### [DESCRIPTION OF THE TASK]
Could you copy exactly the line that contains "If you would be willing to indicate the silver" and every line after it to the end of the records, and nothing more?

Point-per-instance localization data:
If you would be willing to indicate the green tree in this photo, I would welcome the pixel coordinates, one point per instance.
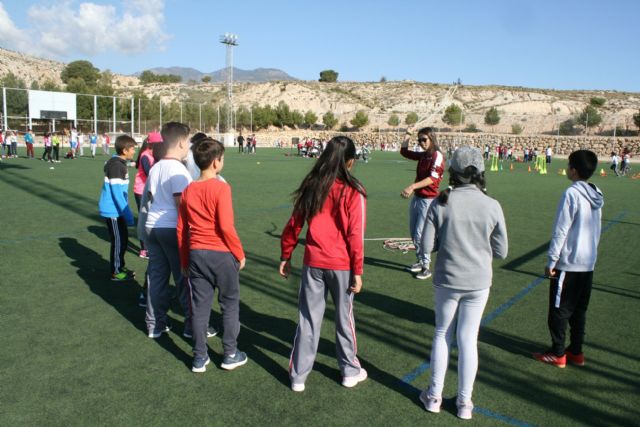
(83, 70)
(297, 118)
(453, 115)
(329, 120)
(328, 76)
(589, 117)
(360, 120)
(411, 119)
(263, 117)
(148, 76)
(567, 127)
(310, 118)
(17, 100)
(516, 129)
(283, 115)
(636, 120)
(51, 86)
(492, 117)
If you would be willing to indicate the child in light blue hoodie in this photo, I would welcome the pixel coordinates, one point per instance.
(572, 257)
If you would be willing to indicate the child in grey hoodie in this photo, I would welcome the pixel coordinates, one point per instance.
(572, 256)
(468, 230)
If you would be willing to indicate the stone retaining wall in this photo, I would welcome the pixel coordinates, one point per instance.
(561, 145)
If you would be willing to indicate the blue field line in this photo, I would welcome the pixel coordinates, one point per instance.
(500, 417)
(411, 376)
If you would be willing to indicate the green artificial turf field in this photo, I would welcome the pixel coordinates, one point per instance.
(74, 349)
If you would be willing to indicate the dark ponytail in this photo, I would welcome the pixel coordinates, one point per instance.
(470, 176)
(331, 165)
(431, 134)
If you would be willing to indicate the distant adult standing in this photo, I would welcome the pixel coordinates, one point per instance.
(46, 155)
(80, 143)
(425, 188)
(240, 142)
(93, 142)
(74, 142)
(28, 141)
(14, 144)
(105, 143)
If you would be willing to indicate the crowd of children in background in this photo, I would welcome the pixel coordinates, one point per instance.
(52, 142)
(187, 231)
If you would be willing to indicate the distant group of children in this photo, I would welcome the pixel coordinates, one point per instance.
(620, 162)
(52, 142)
(187, 226)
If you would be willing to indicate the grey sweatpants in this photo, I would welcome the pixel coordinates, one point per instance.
(316, 284)
(164, 261)
(209, 270)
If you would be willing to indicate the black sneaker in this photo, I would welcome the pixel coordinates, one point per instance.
(123, 276)
(200, 364)
(234, 360)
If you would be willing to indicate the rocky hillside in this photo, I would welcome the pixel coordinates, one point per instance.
(535, 110)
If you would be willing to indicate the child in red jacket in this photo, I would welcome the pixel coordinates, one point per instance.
(333, 203)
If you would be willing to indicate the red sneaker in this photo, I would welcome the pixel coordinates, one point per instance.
(575, 359)
(551, 359)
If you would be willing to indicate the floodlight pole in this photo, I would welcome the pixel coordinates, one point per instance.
(230, 40)
(4, 107)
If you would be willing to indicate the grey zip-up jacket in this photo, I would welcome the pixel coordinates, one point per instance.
(468, 232)
(576, 230)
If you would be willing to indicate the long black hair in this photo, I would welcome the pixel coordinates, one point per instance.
(431, 134)
(143, 148)
(469, 176)
(331, 165)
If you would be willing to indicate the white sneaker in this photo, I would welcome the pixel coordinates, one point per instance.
(297, 387)
(431, 404)
(354, 380)
(424, 274)
(465, 409)
(415, 268)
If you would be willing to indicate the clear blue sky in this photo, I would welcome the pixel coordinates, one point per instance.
(560, 44)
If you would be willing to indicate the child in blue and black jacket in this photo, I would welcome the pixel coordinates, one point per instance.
(114, 205)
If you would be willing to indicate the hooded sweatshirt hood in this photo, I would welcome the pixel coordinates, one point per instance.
(590, 192)
(577, 227)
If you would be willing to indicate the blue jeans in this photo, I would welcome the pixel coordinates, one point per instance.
(417, 217)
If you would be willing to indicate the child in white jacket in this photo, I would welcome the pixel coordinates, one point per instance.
(572, 258)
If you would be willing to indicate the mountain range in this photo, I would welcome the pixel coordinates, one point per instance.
(259, 75)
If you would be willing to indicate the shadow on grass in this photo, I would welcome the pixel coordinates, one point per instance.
(383, 263)
(103, 233)
(5, 165)
(76, 203)
(94, 271)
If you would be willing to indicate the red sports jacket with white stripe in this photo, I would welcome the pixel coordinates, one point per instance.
(335, 236)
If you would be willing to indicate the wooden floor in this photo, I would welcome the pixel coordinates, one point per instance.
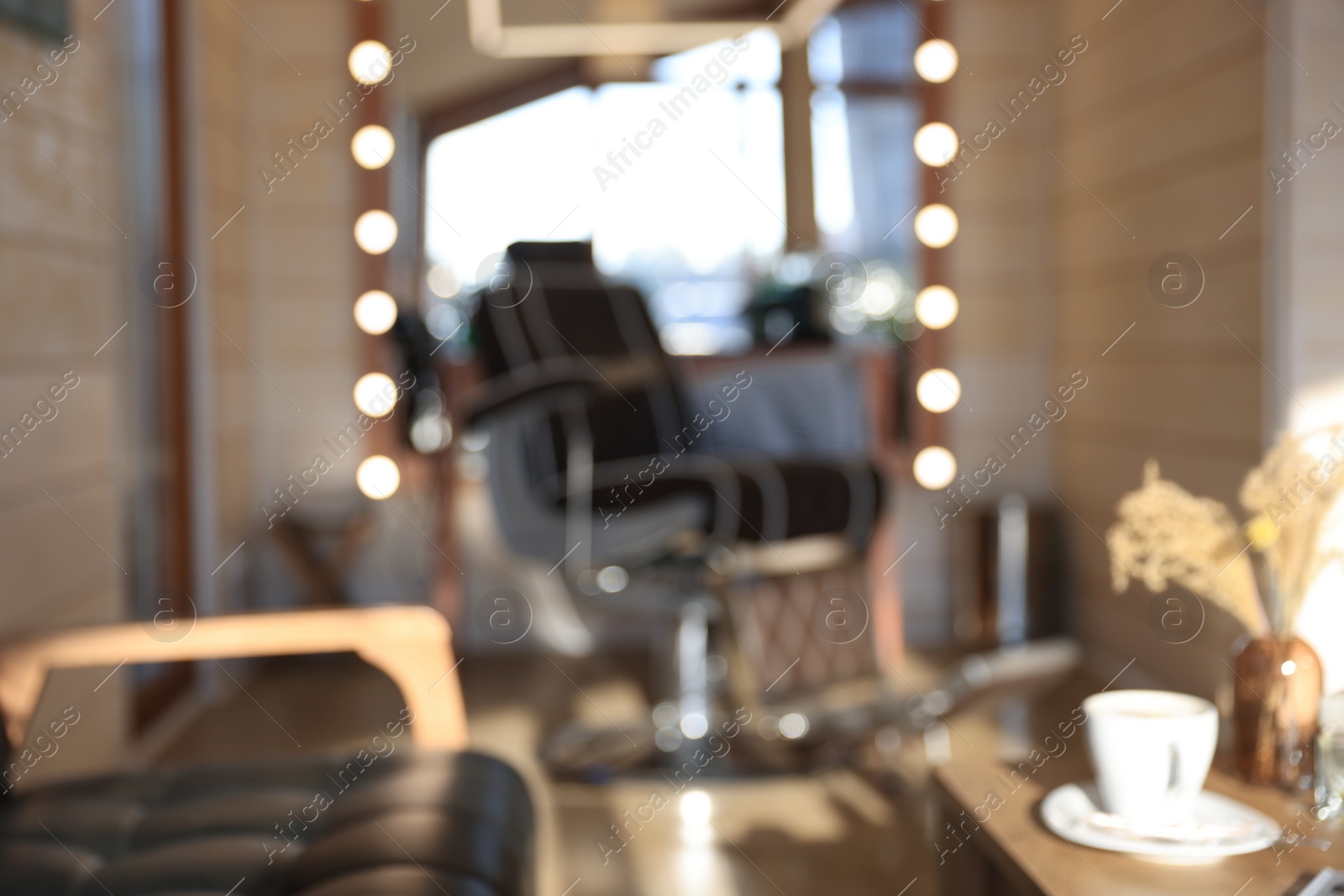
(828, 832)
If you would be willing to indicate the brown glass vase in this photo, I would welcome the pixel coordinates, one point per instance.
(1276, 710)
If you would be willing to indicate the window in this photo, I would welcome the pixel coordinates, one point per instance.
(679, 183)
(864, 113)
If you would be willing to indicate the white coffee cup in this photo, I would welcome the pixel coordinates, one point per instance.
(1151, 750)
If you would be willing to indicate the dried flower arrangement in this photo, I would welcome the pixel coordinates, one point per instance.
(1167, 535)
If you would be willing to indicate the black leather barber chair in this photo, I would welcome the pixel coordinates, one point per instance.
(596, 466)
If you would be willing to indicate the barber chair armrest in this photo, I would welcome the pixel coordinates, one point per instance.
(410, 644)
(584, 379)
(517, 390)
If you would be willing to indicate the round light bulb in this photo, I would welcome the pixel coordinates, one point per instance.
(936, 144)
(375, 312)
(443, 281)
(938, 390)
(373, 147)
(936, 307)
(936, 60)
(378, 477)
(375, 231)
(934, 468)
(878, 298)
(936, 226)
(375, 394)
(370, 62)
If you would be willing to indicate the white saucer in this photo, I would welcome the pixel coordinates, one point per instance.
(1220, 826)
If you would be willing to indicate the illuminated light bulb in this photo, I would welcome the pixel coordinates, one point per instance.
(934, 468)
(878, 298)
(370, 62)
(793, 726)
(938, 390)
(936, 226)
(694, 726)
(936, 60)
(375, 394)
(375, 312)
(936, 307)
(378, 477)
(375, 231)
(936, 144)
(373, 147)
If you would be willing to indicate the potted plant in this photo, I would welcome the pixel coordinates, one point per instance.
(1260, 573)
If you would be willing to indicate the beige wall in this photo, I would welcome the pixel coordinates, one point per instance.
(1001, 345)
(281, 278)
(1159, 127)
(1304, 316)
(62, 535)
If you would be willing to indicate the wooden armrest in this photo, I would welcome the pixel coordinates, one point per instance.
(410, 644)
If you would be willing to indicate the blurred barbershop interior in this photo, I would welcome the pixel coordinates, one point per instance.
(671, 446)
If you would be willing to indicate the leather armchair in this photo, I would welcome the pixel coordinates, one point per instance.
(410, 813)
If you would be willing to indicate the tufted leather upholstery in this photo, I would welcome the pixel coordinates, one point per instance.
(405, 824)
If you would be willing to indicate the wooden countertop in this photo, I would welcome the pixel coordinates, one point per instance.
(1032, 860)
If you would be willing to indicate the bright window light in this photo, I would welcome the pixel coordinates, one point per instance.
(662, 176)
(832, 174)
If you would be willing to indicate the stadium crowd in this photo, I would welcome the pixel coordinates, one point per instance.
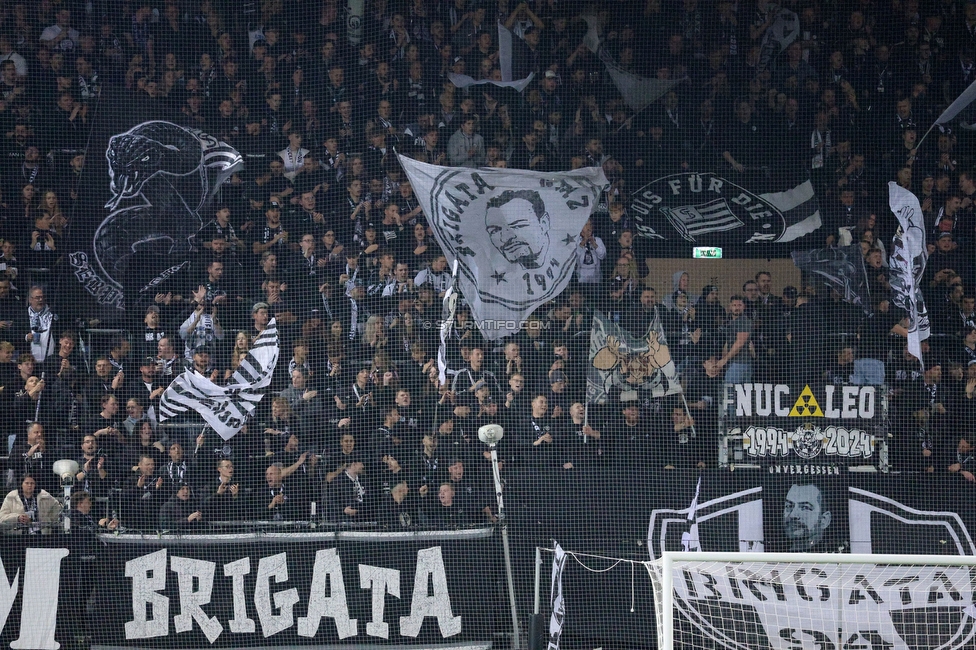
(322, 231)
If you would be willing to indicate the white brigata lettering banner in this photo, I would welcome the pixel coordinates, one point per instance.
(812, 605)
(226, 408)
(514, 233)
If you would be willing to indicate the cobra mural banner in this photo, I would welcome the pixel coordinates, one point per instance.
(159, 185)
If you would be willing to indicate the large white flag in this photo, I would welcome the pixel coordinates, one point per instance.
(226, 408)
(514, 233)
(907, 264)
(448, 314)
(962, 101)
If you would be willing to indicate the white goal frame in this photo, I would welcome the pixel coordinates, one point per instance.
(664, 600)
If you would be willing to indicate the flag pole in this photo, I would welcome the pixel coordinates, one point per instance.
(918, 145)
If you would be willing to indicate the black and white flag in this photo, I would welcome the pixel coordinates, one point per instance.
(463, 81)
(448, 314)
(784, 30)
(907, 264)
(226, 408)
(514, 234)
(841, 268)
(636, 90)
(558, 605)
(690, 541)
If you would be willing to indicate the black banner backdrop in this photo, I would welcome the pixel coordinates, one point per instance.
(163, 593)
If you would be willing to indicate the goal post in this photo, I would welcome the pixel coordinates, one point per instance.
(740, 601)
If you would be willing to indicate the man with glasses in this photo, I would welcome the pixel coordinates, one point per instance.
(40, 321)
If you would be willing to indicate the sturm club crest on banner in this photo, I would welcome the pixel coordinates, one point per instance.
(162, 180)
(704, 208)
(514, 233)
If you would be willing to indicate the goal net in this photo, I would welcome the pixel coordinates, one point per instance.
(800, 600)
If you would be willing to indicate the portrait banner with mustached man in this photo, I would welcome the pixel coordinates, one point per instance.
(514, 233)
(142, 203)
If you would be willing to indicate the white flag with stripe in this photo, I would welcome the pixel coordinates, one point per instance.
(226, 408)
(463, 81)
(556, 602)
(907, 263)
(636, 90)
(449, 310)
(514, 233)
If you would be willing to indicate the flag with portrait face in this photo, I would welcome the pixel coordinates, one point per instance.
(514, 234)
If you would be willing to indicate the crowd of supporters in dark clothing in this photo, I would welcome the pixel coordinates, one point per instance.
(322, 231)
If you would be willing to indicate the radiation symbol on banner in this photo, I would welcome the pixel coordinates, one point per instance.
(806, 405)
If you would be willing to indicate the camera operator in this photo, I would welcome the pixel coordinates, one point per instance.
(30, 506)
(224, 500)
(201, 328)
(182, 511)
(92, 476)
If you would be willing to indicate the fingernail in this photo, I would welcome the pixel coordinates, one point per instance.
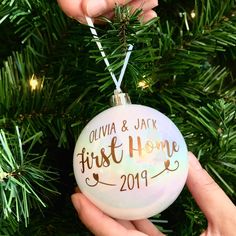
(76, 202)
(193, 162)
(81, 20)
(96, 7)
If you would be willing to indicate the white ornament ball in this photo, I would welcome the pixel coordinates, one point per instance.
(131, 162)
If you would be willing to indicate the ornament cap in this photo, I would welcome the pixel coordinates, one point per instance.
(120, 98)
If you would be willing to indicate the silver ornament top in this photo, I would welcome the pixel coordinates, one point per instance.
(120, 98)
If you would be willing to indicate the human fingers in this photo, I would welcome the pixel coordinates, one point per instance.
(147, 227)
(96, 221)
(209, 196)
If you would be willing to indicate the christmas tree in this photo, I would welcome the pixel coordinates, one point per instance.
(53, 81)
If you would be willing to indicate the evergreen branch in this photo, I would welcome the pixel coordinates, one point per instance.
(20, 175)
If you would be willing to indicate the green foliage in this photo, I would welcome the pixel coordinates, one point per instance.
(183, 64)
(20, 174)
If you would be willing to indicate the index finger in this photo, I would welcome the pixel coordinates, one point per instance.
(212, 200)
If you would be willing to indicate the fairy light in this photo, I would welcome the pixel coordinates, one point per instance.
(34, 83)
(143, 84)
(193, 14)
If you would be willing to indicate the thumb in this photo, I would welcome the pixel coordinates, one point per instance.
(212, 200)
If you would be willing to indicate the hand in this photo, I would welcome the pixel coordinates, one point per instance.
(217, 207)
(78, 9)
(214, 203)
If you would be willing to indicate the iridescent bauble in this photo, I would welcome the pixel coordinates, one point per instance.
(131, 161)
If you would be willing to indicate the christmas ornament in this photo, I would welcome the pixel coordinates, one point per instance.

### [PROBLEM SOLUTION]
If you would be willing to indicate the silver ornament top in this photo, I would welcome the pixel coordinates, one point per instance.
(120, 98)
If you would be willing to indicate the human fingers in this photo, I would welcome the pixel coordinates, one point per instance.
(147, 227)
(96, 221)
(209, 196)
If you would be willing to indicate the christmas tree in this photo, I would welcome the pixel coordinates, one point per instance.
(53, 81)
If you would be willing to indicate the evergreen branch in this photo, I would welcome the pixel coordinates, one point per instance.
(20, 175)
If you would be willing to indicate the green foliage in this photo, I would welcome the pixel coordinates, one point per instance.
(183, 64)
(20, 174)
If you would be willing to indicate the index finger in this photo, I would welcome the pixel coordinates, one point per instance.
(212, 200)
If you would be willing to indicate the fairy light in this photo, I would welcome the pixel coordinates, one point per instance.
(34, 83)
(143, 84)
(193, 14)
If you would be willing to indicate the thumb in this photo, I would welcome the pixel coordinates, one point per instance.
(212, 200)
If you would be willing to indicate the hand in this photo, I would welcome the pixel coordinates, one point per instance.
(217, 207)
(78, 9)
(214, 203)
If you would be willing to indicate the iridescent bauble in this photo, I would welcome the pixel coordinates, one point per instance.
(131, 161)
If you would be willing to indicate the christmas ornament in this photo, I would welcome the pixel coordinates, one point per instance.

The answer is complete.